Instructions to follow -
Quote, without any change, the line that contains "insect together with" and all lines that follow it to the end of the data below.

[Image-backed grounding data]
......

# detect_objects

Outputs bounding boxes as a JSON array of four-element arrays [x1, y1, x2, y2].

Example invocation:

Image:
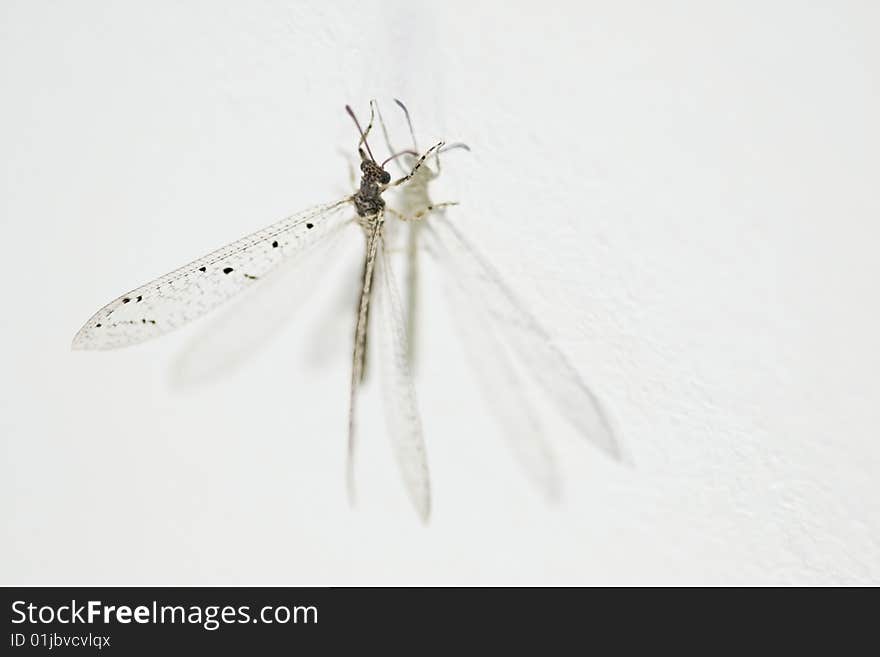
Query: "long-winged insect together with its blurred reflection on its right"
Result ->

......

Completed exercise -
Query: "long-winged insect together with its blurred reflection on its right"
Result ->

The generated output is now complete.